Exercise aim — In the records below, rename "innermost" to "central" and write out the lines again with nothing else changed.

Excerpts of pointing data —
──────
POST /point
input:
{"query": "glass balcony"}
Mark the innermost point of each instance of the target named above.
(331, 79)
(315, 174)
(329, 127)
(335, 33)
──────
Exercise response —
POST /point
input:
{"query": "glass balcony"}
Mark the central point of each instance of the target named above.
(331, 79)
(315, 174)
(329, 127)
(335, 33)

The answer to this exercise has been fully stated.